Please reproduce the data in its entirety, word for word.

[Records from a collection]
#####
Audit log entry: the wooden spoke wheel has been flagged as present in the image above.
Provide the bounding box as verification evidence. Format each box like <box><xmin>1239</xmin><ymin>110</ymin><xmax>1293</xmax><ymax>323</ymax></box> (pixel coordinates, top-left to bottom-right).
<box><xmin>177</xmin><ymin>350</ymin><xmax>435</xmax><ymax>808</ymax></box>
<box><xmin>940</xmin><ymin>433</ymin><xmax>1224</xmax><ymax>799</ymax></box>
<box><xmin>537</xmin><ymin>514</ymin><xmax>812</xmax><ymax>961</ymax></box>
#####
### [ANSWER TO THIS PROBLEM]
Audit log entry: the wooden spoke wheel has been flagged as present in the image above.
Provide the bounding box as verification evidence. Format each box like <box><xmin>1239</xmin><ymin>110</ymin><xmax>1293</xmax><ymax>323</ymax></box> (pixel coordinates, top-left to bottom-right).
<box><xmin>177</xmin><ymin>350</ymin><xmax>435</xmax><ymax>808</ymax></box>
<box><xmin>940</xmin><ymin>433</ymin><xmax>1224</xmax><ymax>799</ymax></box>
<box><xmin>537</xmin><ymin>514</ymin><xmax>812</xmax><ymax>961</ymax></box>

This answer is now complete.